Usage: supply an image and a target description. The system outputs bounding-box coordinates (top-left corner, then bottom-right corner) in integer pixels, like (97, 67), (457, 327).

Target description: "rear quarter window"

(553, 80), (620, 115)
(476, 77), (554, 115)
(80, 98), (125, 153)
---
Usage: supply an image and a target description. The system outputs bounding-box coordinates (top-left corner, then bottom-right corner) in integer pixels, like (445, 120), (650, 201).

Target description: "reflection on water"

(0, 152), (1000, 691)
--
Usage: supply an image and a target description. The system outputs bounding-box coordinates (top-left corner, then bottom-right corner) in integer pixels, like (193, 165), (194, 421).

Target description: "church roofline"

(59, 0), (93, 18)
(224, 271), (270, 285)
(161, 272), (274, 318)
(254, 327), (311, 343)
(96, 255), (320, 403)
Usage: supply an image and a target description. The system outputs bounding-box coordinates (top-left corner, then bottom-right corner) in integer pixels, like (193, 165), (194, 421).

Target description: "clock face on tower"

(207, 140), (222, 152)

**EXERCISE OBJECTIVE**
Copy the lines running from the one that contains "67), (457, 327)." through the one that contains "(80, 98), (125, 153)", both included, without any changes.

**FINAL ANSWER**
Usage: supply an image and a target description. The system outputs bounding-box coordinates (top-left corner, then bottom-right corner) in integer pixels, like (97, 67), (457, 327).

Target description: "rear quarter window"

(553, 80), (620, 115)
(476, 77), (554, 115)
(80, 98), (125, 153)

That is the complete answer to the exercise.